■ **Passage to read**
*-*-*

I am training an LSTM to forecast the next value of a timeseries. Let's say I have training data with the given shape (2345, 95) and a total of 15 files with this data, this means that I have 2345 window with 50% overlap between them (the timeseries was divided into windows). Each window has 95 timesteps. If I use the following model:
input1 = Input(shape=(95, 1))
lstm1 = LSTM(units=100, return_sequences=False,
activation="tanh")(input1)
outputs = Dense(1, activation="sigmoid")(lstm1)
model = Model(inputs=input1, outputs=outputs)
model.compile(loss=keras.losses.BinaryCrossentropy(),
optimizer=tf.keras.optimizers.Adam(learning_rate=0.01))
I am feeding this data using a generator where it passes a whole file each time, therefore one epoch will have 15 steps. Now my question is, in a given epoch, for a given step, does the LSTM remember the previous window that it saw or is the memory of the LSTM reset after seeing each window? If it remembers the previous windows, then is the memory reset only at the end of an epoch?
I have seen similar questions like this TensorFlow: Remember LSTM state for next batch (stateful LSTM) or https://datascience.stackexchange.com/questions/27628/sliding-window-leads-to-overfitting-in-lstm but I either did not quite understand the explanation or I was unsure if what I wanted was explained. I'm looking for more of a technical explanation as to where in the LSTM architecture is the whole memory/hidden state reset.
EDIT:
So from my understanding there are two concepts we can call "memory"
here. The weights that are updated through BPTT and the hidden state
of the LSTM cell. For a given window of timesteps the LSTM can
remember what the previous timestep was, this is what the hidden
state is for I think. Now the weight update does not directly
reflect memory if I'm understanding this correctly.
The size of the hidden state, in other words how much the LSTM
remembers is determined by the batch size, which in this case is one
whole file, but other question/answers
(https://datascience.stackexchange.com/questions/27628/sliding-window-leads-to-overfitting-in-lstm and https://stackoverflow.com/a/50235563/13469674) state that if we
have to windows for instance: [1,2,3] and [4,5,6] the LSTM does not
know that 4 comes after 3 because they are in different windows,
even though they belong to the same batch. So I'm still unsure how
exactly memory is maintained in the LSTM
It makes some sense that the hidden state is reset between windows when we look at the LSTM cell diagram. But then the weights are only updated after each step, so where does the hidden state come into play?
What you are describing is called "Back Propagation Through Time", you can google that for tutorials that describe the process.

*-*-*

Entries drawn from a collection
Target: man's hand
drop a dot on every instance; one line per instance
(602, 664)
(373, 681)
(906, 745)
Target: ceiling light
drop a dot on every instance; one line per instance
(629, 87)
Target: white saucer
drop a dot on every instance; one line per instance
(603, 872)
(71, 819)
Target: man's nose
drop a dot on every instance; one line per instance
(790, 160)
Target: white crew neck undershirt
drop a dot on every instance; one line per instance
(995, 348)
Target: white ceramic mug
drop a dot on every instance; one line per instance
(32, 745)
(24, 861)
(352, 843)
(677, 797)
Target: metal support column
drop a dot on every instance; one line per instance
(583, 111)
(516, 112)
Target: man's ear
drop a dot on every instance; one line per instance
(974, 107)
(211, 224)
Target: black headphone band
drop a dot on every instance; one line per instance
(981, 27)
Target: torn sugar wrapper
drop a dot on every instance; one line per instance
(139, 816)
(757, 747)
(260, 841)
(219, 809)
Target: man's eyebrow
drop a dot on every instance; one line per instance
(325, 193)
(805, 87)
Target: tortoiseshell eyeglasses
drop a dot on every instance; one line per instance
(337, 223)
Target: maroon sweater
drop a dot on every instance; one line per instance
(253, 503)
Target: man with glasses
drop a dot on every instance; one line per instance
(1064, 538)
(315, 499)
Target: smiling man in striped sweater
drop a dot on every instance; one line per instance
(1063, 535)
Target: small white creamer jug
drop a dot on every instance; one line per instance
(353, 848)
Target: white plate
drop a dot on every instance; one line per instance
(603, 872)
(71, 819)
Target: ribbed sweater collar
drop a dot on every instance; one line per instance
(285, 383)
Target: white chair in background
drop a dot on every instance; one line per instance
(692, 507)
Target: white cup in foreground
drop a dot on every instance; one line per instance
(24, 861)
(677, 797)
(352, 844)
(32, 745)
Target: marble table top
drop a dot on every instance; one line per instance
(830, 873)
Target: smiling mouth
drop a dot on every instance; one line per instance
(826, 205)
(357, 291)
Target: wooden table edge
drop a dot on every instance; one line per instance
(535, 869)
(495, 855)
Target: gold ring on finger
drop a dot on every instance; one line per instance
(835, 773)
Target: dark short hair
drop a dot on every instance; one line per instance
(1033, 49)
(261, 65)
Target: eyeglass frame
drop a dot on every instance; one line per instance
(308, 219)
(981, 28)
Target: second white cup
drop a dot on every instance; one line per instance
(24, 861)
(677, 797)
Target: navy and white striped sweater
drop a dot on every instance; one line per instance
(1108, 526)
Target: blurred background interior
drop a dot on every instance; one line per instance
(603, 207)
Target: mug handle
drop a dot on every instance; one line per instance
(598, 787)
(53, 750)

*-*-*

■ **Assigned task**
Write what comes next in the forum thread about LSTM memory between windows, continuing from its last sentence.

■ **Answer box**
Your concern is justified in one respect and unjustified in another respect.
The LSTM is capable of learning across multiple training iterations (e.g. multiple 15 step intervals). This is because the LSTM state is being passed forward from one iteration (e.g. multiple 15 step intervals) to the next iteration. This is feeding information forward across multiple training iterations.
Your concern is justified in that the model's weights are only updated with respect to the 15 steps (plus any batch size you have). As long as 15 steps is long enough for the model to catch valuable patterns, it will generally learn a good set of weights that generalize well beyond 15 steps. A good example of this is the Shakespeare character recognition model described in Karpathy's, "The unreasonable effectiveness of RNNs".
In summary, the model is learning to create a good hidden state for the next step averaged over sets of 15 steps as you have defined. It is common that an LSTM will produce a good generalized solution by looking at data in these limited segments. Akin to batch training, but sequentially over time.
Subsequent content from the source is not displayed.